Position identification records
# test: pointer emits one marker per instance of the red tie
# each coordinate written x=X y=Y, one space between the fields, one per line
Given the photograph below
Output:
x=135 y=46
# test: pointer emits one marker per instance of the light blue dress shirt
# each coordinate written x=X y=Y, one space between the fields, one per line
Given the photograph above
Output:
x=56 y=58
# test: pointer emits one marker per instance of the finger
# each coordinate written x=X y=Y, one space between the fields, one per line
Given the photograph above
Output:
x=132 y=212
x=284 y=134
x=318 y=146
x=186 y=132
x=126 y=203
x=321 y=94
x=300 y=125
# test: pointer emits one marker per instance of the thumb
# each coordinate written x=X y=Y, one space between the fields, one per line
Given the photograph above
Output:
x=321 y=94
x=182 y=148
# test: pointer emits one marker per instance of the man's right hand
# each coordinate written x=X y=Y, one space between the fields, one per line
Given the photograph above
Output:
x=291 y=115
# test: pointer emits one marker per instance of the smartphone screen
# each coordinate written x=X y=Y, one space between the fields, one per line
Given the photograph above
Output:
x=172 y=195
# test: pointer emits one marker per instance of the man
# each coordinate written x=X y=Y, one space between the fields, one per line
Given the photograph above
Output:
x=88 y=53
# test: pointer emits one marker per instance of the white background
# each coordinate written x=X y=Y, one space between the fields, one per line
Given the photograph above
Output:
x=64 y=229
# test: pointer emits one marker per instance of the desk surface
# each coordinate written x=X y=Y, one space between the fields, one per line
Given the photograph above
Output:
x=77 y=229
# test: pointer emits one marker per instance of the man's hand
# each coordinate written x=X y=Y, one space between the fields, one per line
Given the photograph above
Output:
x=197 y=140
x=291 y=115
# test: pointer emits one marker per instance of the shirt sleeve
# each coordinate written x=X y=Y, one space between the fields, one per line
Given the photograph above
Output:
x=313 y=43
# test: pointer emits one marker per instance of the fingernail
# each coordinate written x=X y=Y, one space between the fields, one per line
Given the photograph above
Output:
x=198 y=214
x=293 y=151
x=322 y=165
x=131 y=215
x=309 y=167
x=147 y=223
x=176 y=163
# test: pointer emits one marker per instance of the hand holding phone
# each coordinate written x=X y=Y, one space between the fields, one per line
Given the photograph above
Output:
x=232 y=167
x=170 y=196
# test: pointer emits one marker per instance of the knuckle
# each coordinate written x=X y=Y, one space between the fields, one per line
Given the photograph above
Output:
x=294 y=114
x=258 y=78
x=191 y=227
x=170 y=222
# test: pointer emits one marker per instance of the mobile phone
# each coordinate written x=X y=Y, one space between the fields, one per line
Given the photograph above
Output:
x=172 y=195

STATED GOAL =>
Convert all of the data above into a Markdown table with two columns, "Row" and "Content." Give each line its own numbered row and leave out blank lines.

ANSWER TO THIS EXERCISE =>
| Row | Content |
|---|---|
| 1 | # test: pointer emits one marker per instance of the red tie |
| 2 | # each coordinate written x=X y=Y, one space between the fields, one per line |
| 3 | Given the photograph below |
| 4 | Output: |
| 5 | x=135 y=46 |
| 6 | # test: pointer emits one marker per instance of the light blue dress shirt |
| 7 | # each coordinate written x=X y=Y, one space between the fields, one per line |
| 8 | Given the photograph above |
| 9 | Output: |
| 10 | x=56 y=58 |
| 11 | # test: pointer emits one marker per instance of the finger |
| 12 | # each coordinate written x=X y=Y, one space between the fields, one per line |
| 13 | Given the photograph above |
| 14 | Output: |
| 15 | x=132 y=212 |
| 16 | x=284 y=134 |
| 17 | x=318 y=146 |
| 18 | x=186 y=132 |
| 19 | x=126 y=203 |
| 20 | x=321 y=94 |
| 21 | x=300 y=125 |
| 22 | # test: pointer emits one marker per instance of the thumb |
| 23 | # each coordinate written x=X y=Y, one space between the fields, one per line |
| 24 | Given the photograph above |
| 25 | Output: |
| 26 | x=321 y=94 |
| 27 | x=182 y=148 |
| 28 | # test: pointer emits one marker per instance of the man's right hand |
| 29 | # each coordinate written x=X y=Y, one space between the fields, one per line |
| 30 | Given the photograph above |
| 31 | Output: |
| 32 | x=291 y=115 |
| 33 | # test: pointer emits one marker per instance of the smartphone screen |
| 34 | # each coordinate written x=X y=Y, one space between the fields, one per line |
| 35 | Given the photograph above |
| 36 | Output: |
| 37 | x=172 y=195 |
| 38 | # test: pointer emits one marker per instance of the man |
| 39 | # each coordinate written x=X y=Y, one space between the fields, one per line |
| 40 | Given the photograph above |
| 41 | Output: |
| 42 | x=88 y=53 |
| 43 | # test: pointer emits one marker per instance of the white background |
| 44 | # each coordinate written x=X y=Y, one space between the fields, one per line |
| 45 | Given the photograph above |
| 46 | Output: |
| 47 | x=64 y=229 |
| 48 | # test: pointer emits one marker per instance of the desk surface |
| 49 | # each coordinate written x=X y=Y, one space between the fields, one per line |
| 50 | Given the photograph above |
| 51 | Output: |
| 52 | x=77 y=229 |
| 53 | # test: pointer emits one marker per instance of the man's hand |
| 54 | # each coordinate written x=X y=Y, one space between the fields, one per line |
| 55 | Given the photograph above |
| 56 | Output: |
| 57 | x=197 y=140 |
| 58 | x=291 y=115 |
| 59 | # test: pointer emits one marker per instance of the shirt sleeve |
| 60 | # each coordinate written x=X y=Y, one space between the fields, one per line |
| 61 | Given the photograph above |
| 62 | Output: |
| 63 | x=313 y=43 |
| 64 | # test: pointer emits one marker per instance of the fingernail |
| 65 | # each coordinate written x=X y=Y, one space between the fields, one per line |
| 66 | Given the photograph above |
| 67 | Output: |
| 68 | x=198 y=214 |
| 69 | x=293 y=151 |
| 70 | x=322 y=165 |
| 71 | x=131 y=215 |
| 72 | x=309 y=167 |
| 73 | x=147 y=223 |
| 74 | x=176 y=163 |
| 75 | # test: pointer emits one marker per instance of the hand holding phone |
| 76 | # each coordinate written x=X y=Y, one space between the fields, one per line |
| 77 | Given the photograph above |
| 78 | Output: |
| 79 | x=232 y=167 |
| 80 | x=170 y=196 |
| 81 | # test: pointer emits one marker per instance of the knuckle |
| 82 | # each coordinate written x=X y=Y, one space between the fields, one per line |
| 83 | Given the photograph above |
| 84 | Output: |
| 85 | x=294 y=114 |
| 86 | x=258 y=78 |
| 87 | x=191 y=227 |
| 88 | x=170 y=222 |
| 89 | # test: pointer emits one marker per instance of the mobile phone |
| 90 | # each coordinate written x=X y=Y, one space between the fields, one per line |
| 91 | Given the photograph above |
| 92 | Output: |
| 93 | x=172 y=195 |